Which of the lines in the listing that follows hold "sill"? Pull each one out.

RECORDS:
================================
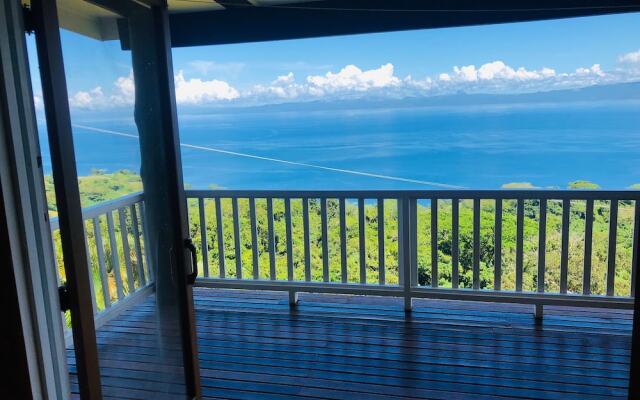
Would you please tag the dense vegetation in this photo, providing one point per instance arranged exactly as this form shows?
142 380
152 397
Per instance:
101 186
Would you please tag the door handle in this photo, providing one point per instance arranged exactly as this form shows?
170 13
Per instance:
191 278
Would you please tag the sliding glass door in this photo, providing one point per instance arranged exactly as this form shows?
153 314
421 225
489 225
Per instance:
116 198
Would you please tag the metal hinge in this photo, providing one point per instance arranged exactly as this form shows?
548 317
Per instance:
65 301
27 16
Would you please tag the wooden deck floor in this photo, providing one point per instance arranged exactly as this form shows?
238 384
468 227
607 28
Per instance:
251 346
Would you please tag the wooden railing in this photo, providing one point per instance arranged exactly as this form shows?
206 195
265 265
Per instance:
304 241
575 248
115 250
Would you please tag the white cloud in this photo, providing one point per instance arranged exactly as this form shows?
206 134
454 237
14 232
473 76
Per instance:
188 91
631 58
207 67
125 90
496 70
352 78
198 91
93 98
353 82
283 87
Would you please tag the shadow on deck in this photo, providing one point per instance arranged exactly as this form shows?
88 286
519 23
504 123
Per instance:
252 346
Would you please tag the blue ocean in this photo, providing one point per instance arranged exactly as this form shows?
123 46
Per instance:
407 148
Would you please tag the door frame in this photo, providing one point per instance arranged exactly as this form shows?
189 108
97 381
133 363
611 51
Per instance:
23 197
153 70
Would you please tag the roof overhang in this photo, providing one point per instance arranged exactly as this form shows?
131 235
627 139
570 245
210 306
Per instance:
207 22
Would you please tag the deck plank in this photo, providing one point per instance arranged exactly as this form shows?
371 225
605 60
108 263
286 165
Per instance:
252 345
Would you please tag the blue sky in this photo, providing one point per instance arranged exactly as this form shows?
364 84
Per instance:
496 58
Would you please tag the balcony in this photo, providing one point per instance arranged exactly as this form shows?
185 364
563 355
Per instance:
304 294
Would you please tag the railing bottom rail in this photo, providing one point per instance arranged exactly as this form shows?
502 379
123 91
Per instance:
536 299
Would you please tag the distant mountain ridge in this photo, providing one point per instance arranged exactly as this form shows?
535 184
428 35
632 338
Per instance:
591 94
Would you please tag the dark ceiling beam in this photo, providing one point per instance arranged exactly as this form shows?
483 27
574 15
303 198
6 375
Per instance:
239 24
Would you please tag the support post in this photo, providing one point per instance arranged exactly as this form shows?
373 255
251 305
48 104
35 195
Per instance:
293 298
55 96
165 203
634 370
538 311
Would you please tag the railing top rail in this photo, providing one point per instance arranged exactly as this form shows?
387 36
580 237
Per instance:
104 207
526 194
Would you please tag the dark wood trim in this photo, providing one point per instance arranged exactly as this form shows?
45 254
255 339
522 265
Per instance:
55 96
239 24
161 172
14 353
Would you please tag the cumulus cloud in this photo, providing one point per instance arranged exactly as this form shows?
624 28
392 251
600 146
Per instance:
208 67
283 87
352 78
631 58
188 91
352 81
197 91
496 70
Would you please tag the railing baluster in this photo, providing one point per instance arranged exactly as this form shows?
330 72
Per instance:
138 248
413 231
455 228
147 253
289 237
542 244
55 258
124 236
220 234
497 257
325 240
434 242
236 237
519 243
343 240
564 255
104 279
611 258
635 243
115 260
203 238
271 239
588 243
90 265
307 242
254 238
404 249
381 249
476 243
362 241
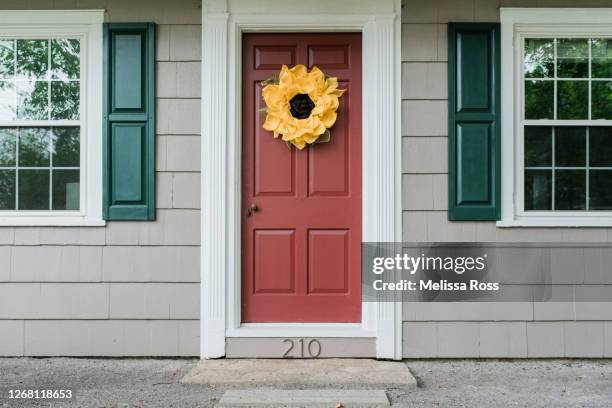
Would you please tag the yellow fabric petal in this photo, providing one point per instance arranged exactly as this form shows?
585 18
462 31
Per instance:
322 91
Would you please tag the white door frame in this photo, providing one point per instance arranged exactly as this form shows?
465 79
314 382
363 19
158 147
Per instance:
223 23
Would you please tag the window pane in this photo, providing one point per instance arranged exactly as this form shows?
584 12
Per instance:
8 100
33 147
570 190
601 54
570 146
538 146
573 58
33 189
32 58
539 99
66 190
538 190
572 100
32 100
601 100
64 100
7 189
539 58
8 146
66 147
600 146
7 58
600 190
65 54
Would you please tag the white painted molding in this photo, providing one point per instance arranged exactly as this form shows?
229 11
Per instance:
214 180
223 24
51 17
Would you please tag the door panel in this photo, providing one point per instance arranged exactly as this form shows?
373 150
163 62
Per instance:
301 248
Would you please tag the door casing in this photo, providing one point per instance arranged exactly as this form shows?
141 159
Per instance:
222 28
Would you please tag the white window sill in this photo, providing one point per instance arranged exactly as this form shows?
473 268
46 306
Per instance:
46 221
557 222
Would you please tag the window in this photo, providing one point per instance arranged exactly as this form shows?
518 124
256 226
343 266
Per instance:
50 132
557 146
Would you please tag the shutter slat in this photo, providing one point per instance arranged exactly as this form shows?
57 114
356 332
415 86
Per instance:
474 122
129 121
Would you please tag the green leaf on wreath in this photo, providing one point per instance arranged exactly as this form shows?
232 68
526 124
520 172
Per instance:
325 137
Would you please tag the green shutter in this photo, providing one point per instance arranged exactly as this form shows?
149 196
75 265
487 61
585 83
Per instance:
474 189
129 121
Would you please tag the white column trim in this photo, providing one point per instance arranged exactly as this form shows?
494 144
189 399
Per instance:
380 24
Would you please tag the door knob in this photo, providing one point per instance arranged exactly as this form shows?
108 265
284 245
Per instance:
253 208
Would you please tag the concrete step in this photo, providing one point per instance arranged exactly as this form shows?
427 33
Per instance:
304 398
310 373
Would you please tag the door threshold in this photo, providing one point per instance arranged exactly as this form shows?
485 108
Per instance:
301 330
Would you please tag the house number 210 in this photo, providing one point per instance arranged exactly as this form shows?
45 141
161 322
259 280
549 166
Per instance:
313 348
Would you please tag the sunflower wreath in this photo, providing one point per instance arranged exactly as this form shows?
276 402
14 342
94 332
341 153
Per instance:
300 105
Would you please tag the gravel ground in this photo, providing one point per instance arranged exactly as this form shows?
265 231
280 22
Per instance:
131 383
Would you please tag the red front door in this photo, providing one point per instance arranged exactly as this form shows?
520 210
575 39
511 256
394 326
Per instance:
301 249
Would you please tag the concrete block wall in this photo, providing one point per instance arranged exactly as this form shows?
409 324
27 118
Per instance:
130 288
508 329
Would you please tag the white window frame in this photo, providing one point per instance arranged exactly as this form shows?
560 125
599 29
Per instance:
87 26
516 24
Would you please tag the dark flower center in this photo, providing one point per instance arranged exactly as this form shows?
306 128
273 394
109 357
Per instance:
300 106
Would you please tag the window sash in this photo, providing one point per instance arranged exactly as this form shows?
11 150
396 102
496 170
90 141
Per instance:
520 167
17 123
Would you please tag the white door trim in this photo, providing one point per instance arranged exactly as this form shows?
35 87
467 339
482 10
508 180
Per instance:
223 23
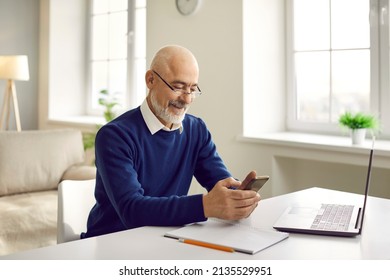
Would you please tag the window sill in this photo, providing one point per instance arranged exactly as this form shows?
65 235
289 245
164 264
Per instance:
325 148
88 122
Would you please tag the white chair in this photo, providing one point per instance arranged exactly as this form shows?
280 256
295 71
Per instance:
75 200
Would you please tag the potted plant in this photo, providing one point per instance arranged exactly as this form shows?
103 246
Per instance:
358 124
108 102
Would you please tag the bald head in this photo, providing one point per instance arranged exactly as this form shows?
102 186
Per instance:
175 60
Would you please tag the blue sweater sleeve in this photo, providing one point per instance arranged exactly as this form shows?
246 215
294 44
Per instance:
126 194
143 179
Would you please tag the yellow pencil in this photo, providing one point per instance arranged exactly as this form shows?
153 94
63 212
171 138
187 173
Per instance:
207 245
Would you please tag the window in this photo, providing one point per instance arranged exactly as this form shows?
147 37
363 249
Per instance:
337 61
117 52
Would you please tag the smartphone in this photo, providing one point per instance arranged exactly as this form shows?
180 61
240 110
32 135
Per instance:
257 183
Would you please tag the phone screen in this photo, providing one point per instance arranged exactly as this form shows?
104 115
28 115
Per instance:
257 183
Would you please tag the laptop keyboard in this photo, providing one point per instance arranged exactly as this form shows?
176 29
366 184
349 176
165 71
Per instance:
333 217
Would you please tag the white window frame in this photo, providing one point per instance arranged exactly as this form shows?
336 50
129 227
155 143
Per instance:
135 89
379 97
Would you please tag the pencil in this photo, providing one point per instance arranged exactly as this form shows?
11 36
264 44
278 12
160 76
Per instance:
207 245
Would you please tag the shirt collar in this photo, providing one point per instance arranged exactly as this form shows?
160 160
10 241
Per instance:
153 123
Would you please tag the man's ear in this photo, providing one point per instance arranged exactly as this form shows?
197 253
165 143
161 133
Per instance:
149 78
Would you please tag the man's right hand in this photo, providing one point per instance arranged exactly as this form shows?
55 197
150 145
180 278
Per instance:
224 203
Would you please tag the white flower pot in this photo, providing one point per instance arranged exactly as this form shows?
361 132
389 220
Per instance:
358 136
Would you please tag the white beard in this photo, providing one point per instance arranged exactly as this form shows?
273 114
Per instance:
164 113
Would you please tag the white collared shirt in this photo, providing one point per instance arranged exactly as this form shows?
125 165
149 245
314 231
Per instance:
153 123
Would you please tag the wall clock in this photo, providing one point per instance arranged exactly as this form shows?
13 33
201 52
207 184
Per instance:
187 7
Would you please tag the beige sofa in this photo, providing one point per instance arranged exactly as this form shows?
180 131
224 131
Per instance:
================================
REPLY TO THE EXERCISE:
Would you please tag the white window sill in this photo, providing one point per instance arranged exactly as this form shows?
Would you please tag the window sill in this photo, providing one point per instance arranged exactly as this form shows?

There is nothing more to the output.